§ **Instrucciones y requisitos**: Copia sin cambios el fragmento del texto sobre Rusia y sus zares que va entre "La citada San" y "es mucho decir.", ambos incluidos.

§ **Texto de origen**:

***

Luis Fernández Molina
La catedral de San Basilio es, en mi opinión, la edificación histórica más primorosa que haya emergido del ingenio humano. Es como un gran pastel de fantasía con sus cúpulas de cebolla pintadas de diferentes colores. Tan extasiado quedó el Zar que terminada la obra ordenó cegar al arquitecto para que no se repitiera tan exquisita construcción; al menos eso dice la leyenda. Es claro que en arte –y la Arquitectura es una parte parte– las opiniones varían. Para algunos la obra más preciosa será el Taj Mahal, Neuschwanstein, la mezquita Azul, Versalles, la catedral de Colonia, Notre Dame, San Pedro, la Alhambra, etc.
La citada San Basilio está en Moscú y cualquiera pensaría que dicha construcción es la expresión física de un orden cultural de primer nivel, de un sistema social armonioso, de un régimen abierto a las ideas novedosas. Pero no. Lo mandó a construir el citado Zar de nombre Iván que, como todos los zares eran autócratas rígidos que llegaron a extremos de tiranía, pero el que nos ocupa habrá hecho méritos adicionales para que la Historia lo tenga registrado como “Iván el Terrible”. Eso ya es mucho decir.
Hoy día se reconoce a Rusia como una gran potencia y ciertamente lo ha sido en el último siglo y medio. Pero los avances de Rusia no se han ido deslizando, evolucionando, como ha sido el progreso en las naciones de Occidente. Rusia ha avanzado en base a “rempujones” que fueron dando algunos gobernantes destacados. No germinaron gobiernos liberales sino férreas dictaduras que exprimieron a su población, muy sufrida y estoica, para que Rusia se “pusiera a la par” de los países de Europa. A grandes rasgos la actual conformación de Rusia se debe al empeño de Pedro I, un gobernante resoluto, tenaz, inclemente, que con puño de hierro impuso el orden en las extensas estepas rusas y levantó un imperio. Bien llamado ”El Grande” pero no solo porque medía 2.03 metros. Para equipararse a las ciudades europeas hizo construir la ciudad que lleva su nombre a un costo material insospechado y un precio inconmensurable de vidas humanas. El sitio de la construcción eran inhóspitos pantanos y marismas congeladas que por lo mismo estaban abandonados. Pero ello no importó: era la orden del temible Zar. Pedro I levantó el imperio en las primeras décadas del siglo XVIII y pocas décadas después consolidó dicho imperio otro grande: la zarina Catalina, también “La Grande”. En el siglo XIX siguió el régimen zarista que se basaba en la lealtad de los grandes terratenientes (boyardos) que tenían a los campesinos y pobladores en calidad de esclavos. La tendencia fue siempre de copiar la tecnología alemana e inglesa, así como la etiqueta francesa; por el contrario ningún país de Europa quiso alguna vez “rusificarse”. La servidumbre fue abolida hasta 1862 por el zar Alejandro II. Mientras tanto, en Francia ya se habían instalado las reformas populares de la Revolución, en el Reino Unido se discutían las ideas políticas en el Parlamento, en Estados Unidos se sorprendían de los beneficios del sistema democrático que habían instalado. Hasta la América Latina experimentaba en sus infructuosos intentos de conformar democracias sólidas. Rusia seguía en el permafrost.

***

§ **Información proporcionada**:
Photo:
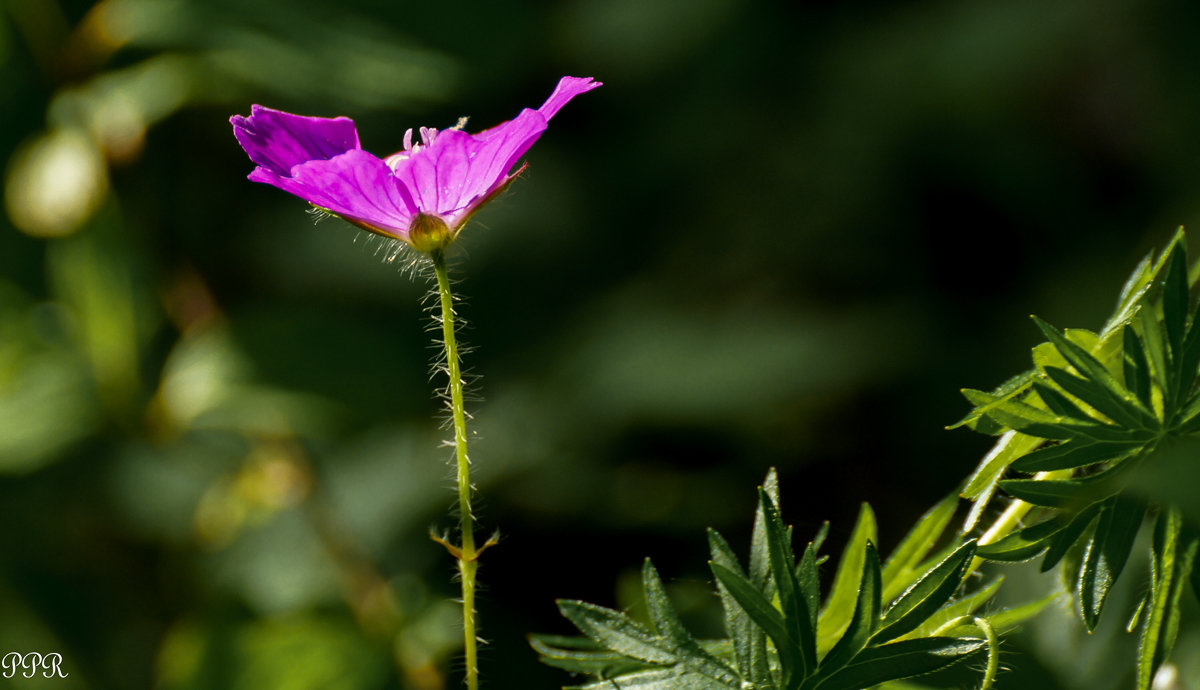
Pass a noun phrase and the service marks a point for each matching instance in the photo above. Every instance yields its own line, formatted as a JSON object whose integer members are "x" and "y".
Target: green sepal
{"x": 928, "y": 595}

***

§ **Solución del ejercicio**:
La citada San Basilio está en Moscú y cualquiera pensaría que dicha construcción es la expresión física de un orden cultural de primer nivel, de un sistema social armonioso, de un régimen abierto a las ideas novedosas. Pero no. Lo mandó a construir el citado Zar de nombre Iván que, como todos los zares eran autócratas rígidos que llegaron a extremos de tiranía, pero el que nos ocupa habrá hecho méritos adicionales para que la Historia lo tenga registrado como “Iván el Terrible”. Eso ya es mucho decir.